***** Extracted entries

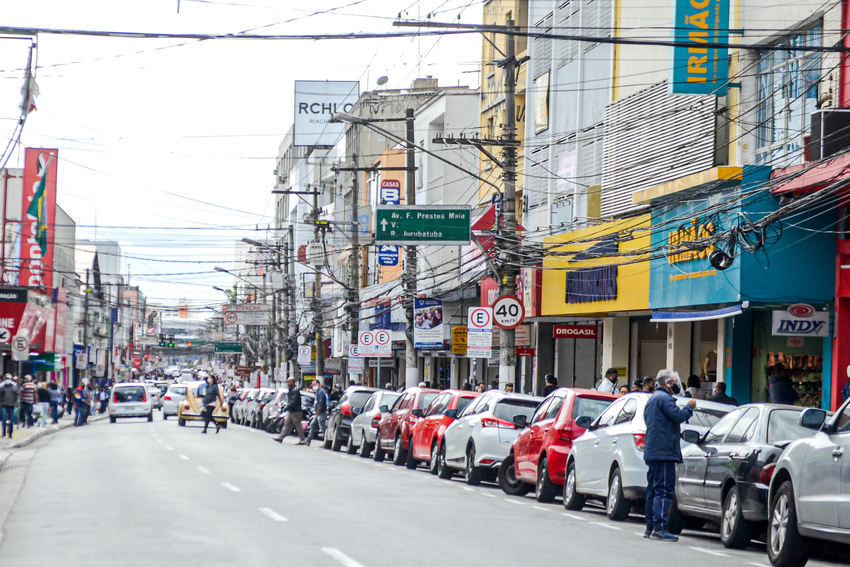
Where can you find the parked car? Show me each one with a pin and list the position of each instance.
(364, 427)
(396, 424)
(483, 434)
(173, 396)
(427, 433)
(538, 457)
(808, 491)
(606, 463)
(342, 414)
(724, 474)
(129, 399)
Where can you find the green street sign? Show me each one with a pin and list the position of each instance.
(235, 348)
(426, 224)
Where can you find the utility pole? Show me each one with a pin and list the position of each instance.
(411, 377)
(507, 352)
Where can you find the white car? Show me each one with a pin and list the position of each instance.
(606, 462)
(129, 399)
(482, 436)
(172, 398)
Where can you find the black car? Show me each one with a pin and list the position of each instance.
(342, 414)
(725, 474)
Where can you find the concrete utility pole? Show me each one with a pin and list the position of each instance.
(507, 352)
(411, 376)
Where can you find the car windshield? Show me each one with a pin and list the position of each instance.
(507, 409)
(589, 407)
(129, 394)
(784, 425)
(425, 399)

**********

> Written exercise
Format all of the material above as a numbered list with one line per item, skipping any blank lines. Leave the pictures out of your answer.

> Task output
1. Where can you find the parked car? Show me each one with a pin and list the position of each instance.
2. (364, 427)
3. (396, 424)
4. (483, 434)
5. (173, 396)
6. (427, 433)
7. (538, 457)
8. (808, 491)
9. (606, 463)
10. (342, 414)
11. (724, 474)
12. (129, 399)
13. Where can you find the green street sign? Show me each one with a pin and list the position of each instance.
14. (235, 348)
15. (426, 224)
16. Where can you find the utility pole? Show me each one with a pin and list the position of each instance.
17. (411, 377)
18. (507, 352)
19. Where can you find the white car? Show me each one with a pin and list the position of each instance.
20. (606, 462)
21. (129, 399)
22. (482, 436)
23. (172, 398)
24. Where can you find the black car? Show me each one with a pin and list the position of each instance.
25. (342, 414)
26. (725, 474)
27. Where can you find the concrete utility pole? Show me each one with a pin and list the position of each instance.
28. (507, 352)
29. (411, 376)
30. Where can you find the car windshield? Show me each one with a pin and list the position of each instance.
31. (507, 409)
32. (589, 407)
33. (129, 394)
34. (784, 425)
35. (425, 399)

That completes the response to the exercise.